(Recorded information Opens)

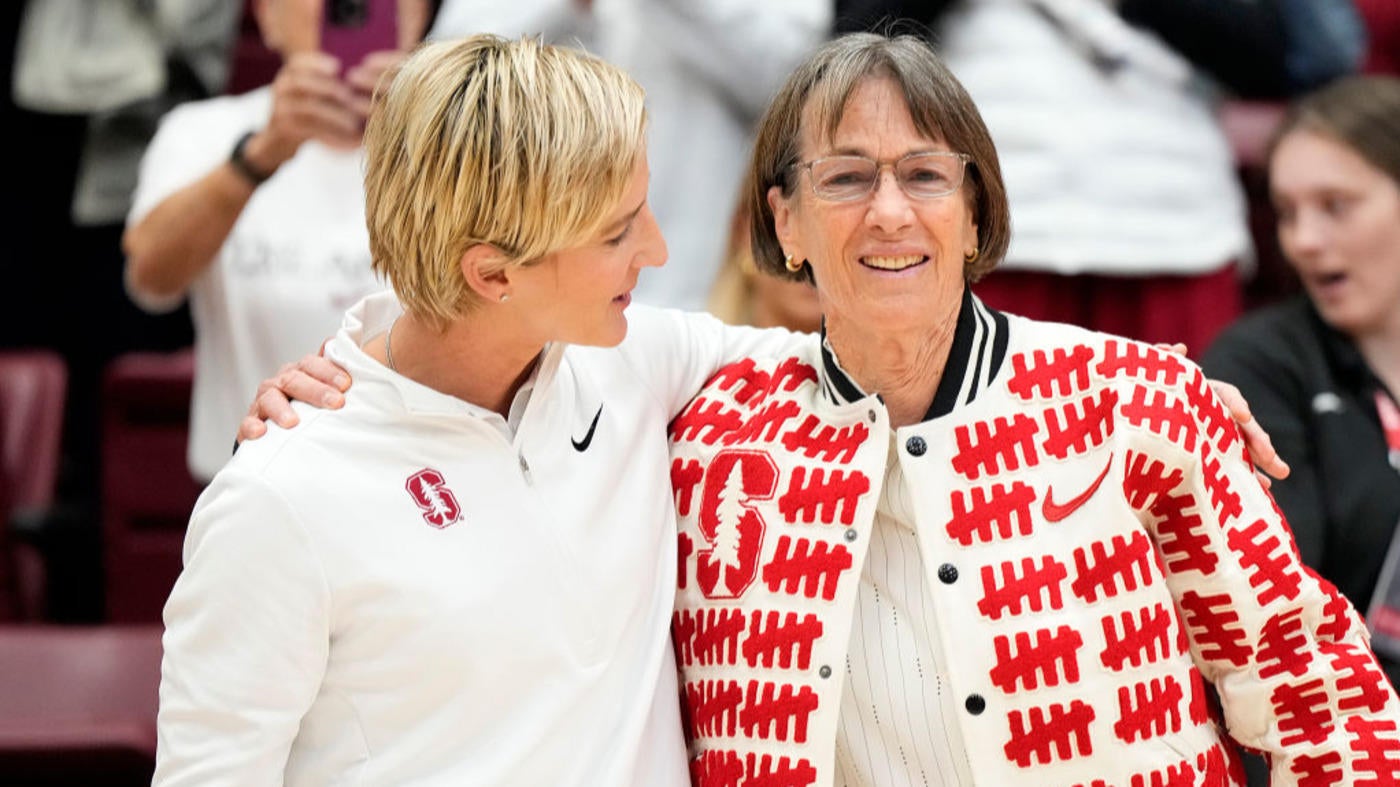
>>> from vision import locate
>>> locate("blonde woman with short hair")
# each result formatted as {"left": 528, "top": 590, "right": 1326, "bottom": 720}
{"left": 155, "top": 35, "right": 795, "bottom": 786}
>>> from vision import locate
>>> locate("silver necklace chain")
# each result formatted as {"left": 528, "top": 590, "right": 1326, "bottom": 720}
{"left": 384, "top": 316, "right": 399, "bottom": 372}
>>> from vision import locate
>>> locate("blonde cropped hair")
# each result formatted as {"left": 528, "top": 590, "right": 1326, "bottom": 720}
{"left": 363, "top": 35, "right": 648, "bottom": 327}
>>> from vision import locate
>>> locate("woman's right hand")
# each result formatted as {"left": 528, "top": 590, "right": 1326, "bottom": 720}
{"left": 238, "top": 353, "right": 352, "bottom": 442}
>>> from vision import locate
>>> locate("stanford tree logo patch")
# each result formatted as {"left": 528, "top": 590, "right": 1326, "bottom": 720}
{"left": 405, "top": 468, "right": 463, "bottom": 529}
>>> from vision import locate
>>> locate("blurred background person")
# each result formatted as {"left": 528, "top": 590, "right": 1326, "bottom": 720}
{"left": 1203, "top": 75, "right": 1400, "bottom": 688}
{"left": 3, "top": 0, "right": 240, "bottom": 619}
{"left": 122, "top": 0, "right": 437, "bottom": 483}
{"left": 705, "top": 186, "right": 822, "bottom": 332}
{"left": 588, "top": 0, "right": 831, "bottom": 311}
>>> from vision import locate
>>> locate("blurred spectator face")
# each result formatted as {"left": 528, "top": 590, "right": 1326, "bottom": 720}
{"left": 1271, "top": 129, "right": 1400, "bottom": 338}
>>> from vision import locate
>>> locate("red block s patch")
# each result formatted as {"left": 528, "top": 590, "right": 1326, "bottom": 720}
{"left": 696, "top": 450, "right": 778, "bottom": 599}
{"left": 405, "top": 468, "right": 463, "bottom": 529}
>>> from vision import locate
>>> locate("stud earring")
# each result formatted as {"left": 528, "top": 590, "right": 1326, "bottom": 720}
{"left": 499, "top": 293, "right": 511, "bottom": 303}
{"left": 784, "top": 254, "right": 803, "bottom": 273}
{"left": 964, "top": 247, "right": 980, "bottom": 264}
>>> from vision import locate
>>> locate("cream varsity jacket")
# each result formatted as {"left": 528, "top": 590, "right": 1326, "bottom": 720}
{"left": 669, "top": 310, "right": 1400, "bottom": 787}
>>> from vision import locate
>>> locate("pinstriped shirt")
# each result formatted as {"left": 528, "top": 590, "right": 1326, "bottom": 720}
{"left": 825, "top": 290, "right": 1008, "bottom": 787}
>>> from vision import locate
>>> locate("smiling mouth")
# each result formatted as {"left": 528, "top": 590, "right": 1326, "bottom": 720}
{"left": 861, "top": 254, "right": 928, "bottom": 271}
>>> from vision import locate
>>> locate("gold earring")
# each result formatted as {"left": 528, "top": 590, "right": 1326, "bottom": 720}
{"left": 784, "top": 254, "right": 803, "bottom": 273}
{"left": 964, "top": 247, "right": 980, "bottom": 264}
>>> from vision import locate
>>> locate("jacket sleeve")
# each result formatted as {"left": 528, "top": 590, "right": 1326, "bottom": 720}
{"left": 154, "top": 470, "right": 331, "bottom": 786}
{"left": 1138, "top": 363, "right": 1400, "bottom": 783}
{"left": 1200, "top": 325, "right": 1327, "bottom": 566}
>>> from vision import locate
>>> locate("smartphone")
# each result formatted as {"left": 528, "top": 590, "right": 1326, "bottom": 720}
{"left": 320, "top": 0, "right": 399, "bottom": 75}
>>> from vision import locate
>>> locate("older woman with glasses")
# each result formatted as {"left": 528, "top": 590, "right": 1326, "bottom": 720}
{"left": 241, "top": 33, "right": 1397, "bottom": 787}
{"left": 659, "top": 33, "right": 1400, "bottom": 785}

(Recorded information Closes)

» **Work required**: Show the lines from the data above that contain the string "jacket".

» **Reply to the exercise**:
>>> locate("cream varsity jacket")
>>> locate("jacket sleeve")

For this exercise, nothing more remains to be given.